### INSTRUÇÕES DAS TAREFAS
1. Como fica em inglês esta frase do texto sobre o Projeto Gameleira: "Um projeto feito para o bairro da Gameleira, na cidade de Belo Horizonte, em Minas Gerais."?
2. Você pode dar seguimento ao texto sobre o Projeto Gameleira a partir da última frase apresentada?

### PÁGINA
◇ ◇ ◇
Projeto Gameleira 1971

 

A exposição de Lais Myrrha é um ‘projeto’. Um projeto associado a um lugar e a um momento: Projeto Gameleira 1971. ‘Projeto’ é palavra que usualmente quer alcançar o futuro, o que ainda está para ser feito, o devir incerto imaginado por quem cria. Como um projeto de arquitetura que desenha um lugar de trabalho e convívio. Como um projeto de engenharia que tece os modos exatos de o tornar coisa feita. Como um projeto de execução de uma tal obra, antes somente sonho e medida. Como um projeto político que associa sua construção física à consolidação de poder de mando. Como o projeto de erguer um Parque de Exposições desenhado por Oscar Niemeyer, calculado por Joaquim Cardoso, construído por empresas de nome Sobraf e Sergen e capitaneado por um governador chamado Israel Pinheiro. Um projeto feito para o bairro da Gameleira, na cidade de Belo Horizonte, em Minas Gerais. Um projeto que não se sabe mais ao certo quando começou, mas que nunca chegou a termo como pensado. Um projeto que terminou de forma abrupta em 4 de fevereiro de 1971, com o desabamento de parte da estrutura de concreto que cobriria o extenso edifício, matando de imediato 61 dos operários que o construíam.
◇ ◇ ◇
### Registros de anotação por pontos
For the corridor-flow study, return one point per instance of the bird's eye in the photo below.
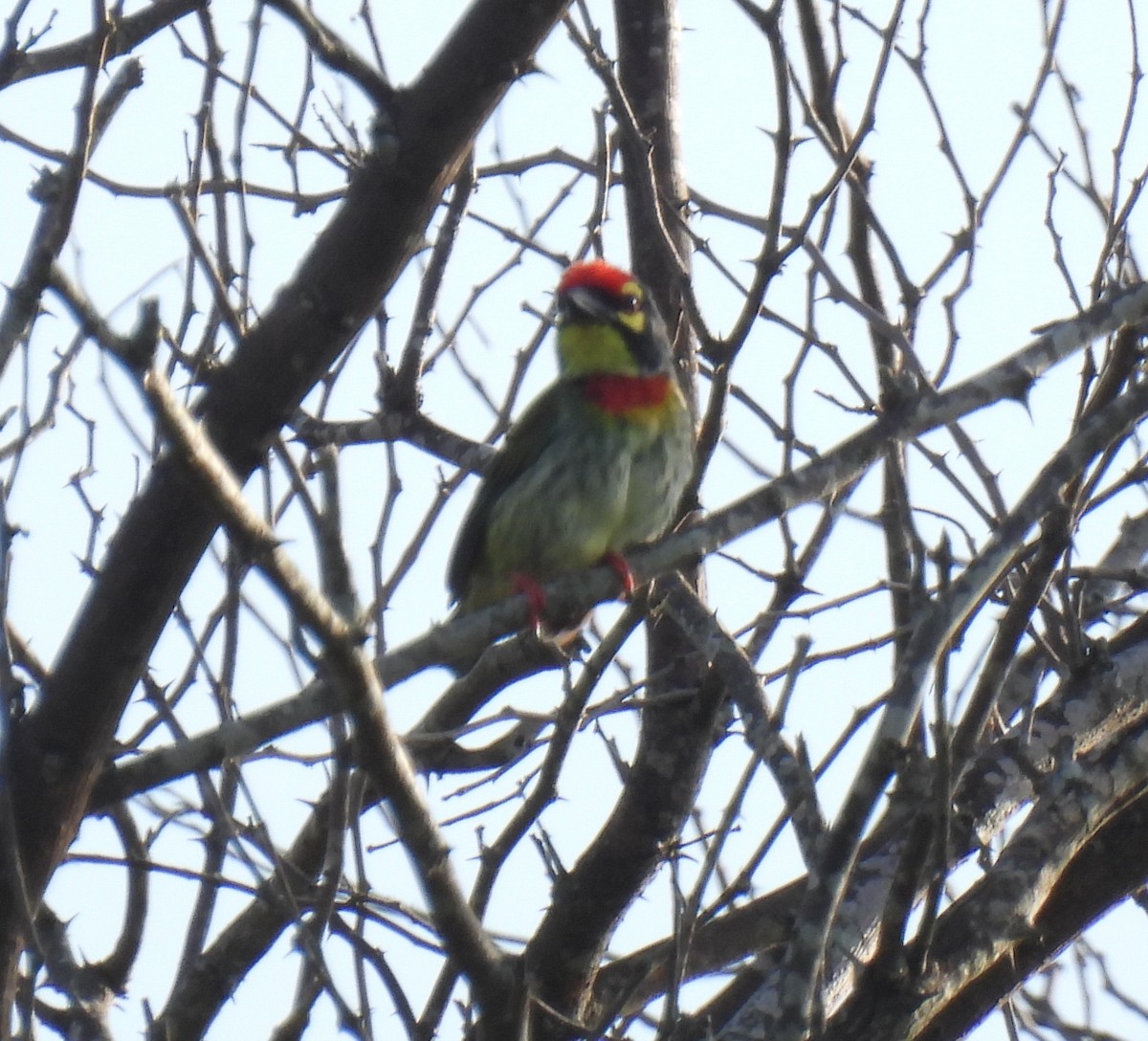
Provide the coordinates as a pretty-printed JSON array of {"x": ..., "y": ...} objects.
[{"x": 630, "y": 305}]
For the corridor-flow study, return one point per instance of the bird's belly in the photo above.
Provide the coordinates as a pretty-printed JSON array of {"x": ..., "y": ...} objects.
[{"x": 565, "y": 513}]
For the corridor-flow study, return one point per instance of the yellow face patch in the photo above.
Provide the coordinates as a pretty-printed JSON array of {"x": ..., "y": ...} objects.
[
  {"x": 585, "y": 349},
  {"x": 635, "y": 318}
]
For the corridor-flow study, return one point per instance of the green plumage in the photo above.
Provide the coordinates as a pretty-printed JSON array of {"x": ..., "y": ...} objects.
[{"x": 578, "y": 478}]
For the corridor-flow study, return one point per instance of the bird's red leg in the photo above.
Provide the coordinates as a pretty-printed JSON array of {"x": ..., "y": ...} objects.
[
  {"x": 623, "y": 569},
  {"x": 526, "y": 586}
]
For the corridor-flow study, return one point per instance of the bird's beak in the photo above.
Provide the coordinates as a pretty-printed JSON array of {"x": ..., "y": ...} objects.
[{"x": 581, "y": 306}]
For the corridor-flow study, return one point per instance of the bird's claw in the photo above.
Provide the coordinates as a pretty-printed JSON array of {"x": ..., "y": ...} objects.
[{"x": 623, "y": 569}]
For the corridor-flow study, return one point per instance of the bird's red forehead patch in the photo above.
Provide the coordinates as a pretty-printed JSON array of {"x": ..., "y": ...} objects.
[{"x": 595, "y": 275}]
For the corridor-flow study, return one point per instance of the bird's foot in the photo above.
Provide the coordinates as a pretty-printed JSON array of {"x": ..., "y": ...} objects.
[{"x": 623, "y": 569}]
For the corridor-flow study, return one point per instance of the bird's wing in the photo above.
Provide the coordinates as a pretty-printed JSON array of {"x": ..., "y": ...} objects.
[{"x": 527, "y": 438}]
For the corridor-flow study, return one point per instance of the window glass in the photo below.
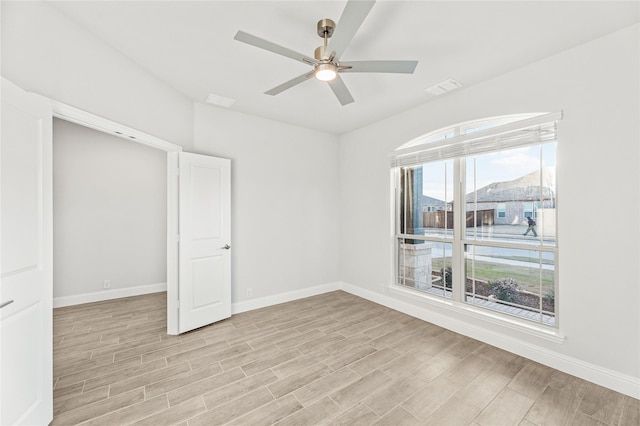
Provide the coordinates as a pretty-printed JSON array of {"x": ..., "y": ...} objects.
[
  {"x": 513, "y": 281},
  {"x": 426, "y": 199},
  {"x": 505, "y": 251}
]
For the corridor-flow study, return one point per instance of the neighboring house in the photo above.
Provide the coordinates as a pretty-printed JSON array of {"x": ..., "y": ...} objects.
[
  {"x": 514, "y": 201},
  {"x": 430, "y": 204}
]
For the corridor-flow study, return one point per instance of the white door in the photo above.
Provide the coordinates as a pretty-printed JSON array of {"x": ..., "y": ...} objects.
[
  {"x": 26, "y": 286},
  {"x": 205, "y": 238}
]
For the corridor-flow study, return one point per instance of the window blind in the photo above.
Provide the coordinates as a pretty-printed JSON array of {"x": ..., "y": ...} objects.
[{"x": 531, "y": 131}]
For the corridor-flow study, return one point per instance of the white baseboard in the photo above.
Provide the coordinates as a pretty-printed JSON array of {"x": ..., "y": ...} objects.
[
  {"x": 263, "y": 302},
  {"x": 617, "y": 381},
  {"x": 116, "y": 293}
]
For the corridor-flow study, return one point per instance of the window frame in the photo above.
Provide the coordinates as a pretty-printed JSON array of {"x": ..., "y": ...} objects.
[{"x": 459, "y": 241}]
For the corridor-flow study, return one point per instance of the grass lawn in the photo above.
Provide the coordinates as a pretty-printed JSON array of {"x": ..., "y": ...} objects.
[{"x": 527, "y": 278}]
◇ ◇ ◇
### RESPOSTAS FINAIS
1. A project made for the Gameleira neighborhood, in the city of Belo Horizonte, in Minas Gerais.

2.
A exposição de Lais Myrrha é um projeto; mas é um projeto ao revés. Embora se queira lançar ao futuro, o faz somente ao debruçar-se sobre um desastre que foi gradual e ativamente apagado do inventário de lembranças comuns aos habitantes do Brasil. Um desastre que, por ser tão pouco contado, pode a alguns parecer até não ter existido. Ao evocar e investigar o maior acidente da construção civil já ocorrido no país, o Projeto Gameleira 1971 se soma a um esforço conjunto, embora disperso, que quer desfazer a amnésia social produzida, em contextos diversos, sobre acontecimentos de importância inequívoca. Acontecimentos que, no mais das vezes, envolvem a imposição de danos a indivíduos ou grupos que não detêm os meios materiais e simbólicos para fazer de suas perdas um fato público. Esforço que quer tornar mais inclusiva e complexa a memória pública no país, ainda que, no caso da artista, sem a pretensão de construir narrativa definitiva e inteira. Afinal, é próprio de sua prática escavar conhecimento novo justamente nas elipses e nos lapsos; naquilo que falta ou que foi por algum motivo abandonado.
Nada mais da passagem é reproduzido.